(Short problem) The entries are to be returned exactly, with images left out.
Data rows start
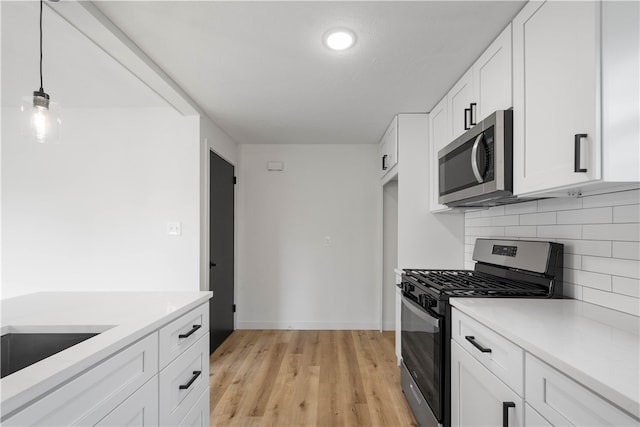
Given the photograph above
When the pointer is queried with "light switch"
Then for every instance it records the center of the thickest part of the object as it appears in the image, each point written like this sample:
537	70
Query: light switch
174	228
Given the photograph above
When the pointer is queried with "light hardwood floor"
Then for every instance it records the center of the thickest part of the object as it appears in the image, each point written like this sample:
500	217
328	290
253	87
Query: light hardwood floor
307	378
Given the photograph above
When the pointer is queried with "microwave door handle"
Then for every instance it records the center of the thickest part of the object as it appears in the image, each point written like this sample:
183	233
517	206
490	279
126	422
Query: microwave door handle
474	159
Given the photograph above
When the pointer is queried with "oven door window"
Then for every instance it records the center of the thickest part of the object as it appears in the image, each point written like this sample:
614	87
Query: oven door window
468	165
422	349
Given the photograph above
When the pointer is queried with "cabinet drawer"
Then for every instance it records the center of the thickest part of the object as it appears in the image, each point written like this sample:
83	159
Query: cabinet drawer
140	409
564	402
175	401
533	419
192	326
505	359
198	416
88	398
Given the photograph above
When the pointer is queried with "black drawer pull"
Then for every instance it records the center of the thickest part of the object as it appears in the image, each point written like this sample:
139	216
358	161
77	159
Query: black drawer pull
Data rows end
(Finished exercise)
Given the photograph above
When the pointer is queried with "light switch"
Then for every instance it records the center of the thickest part of the object as it appears in the image, each point written like this sample:
537	70
Query: light switch
174	228
Given the photograph above
When the pointer is queried with "light hardwood floor"
Then for every instance it records the center of the thickest part of the object as it appears in the image, each point written like this sample:
500	217
328	290
253	87
Query: light hardwood floor
307	378
Given the photograph above
When the pointer is queried with "microwave door handle"
Then for every instance it records the center of the thickest part of the object as it appears in the image, each point written like this sample:
183	233
517	206
490	279
126	422
Query: microwave door handle
474	159
Given the photograph above
When the pointer is queried with "oven door window"
Then for every instance it records the center of the thickest part of the object as it appears in the image, each point written like this sample:
614	87
Query: oven door window
468	165
422	349
Given the photograph above
When the pointer is queried with "cabinet drawer"
Then for every instance it records the center of the thickest part of the object as it appears in the image, each point written like this sample:
83	159
Query: cabinet drawer
140	409
564	402
175	401
533	419
192	326
505	359
198	416
88	398
Given the photograph above
When the pointer is queried with "black drawer pull"
Then for every instance it records the center of the thickest part of the object as it appears in the image, each point written like this sample:
139	216
358	161
77	159
Query: black drawer pull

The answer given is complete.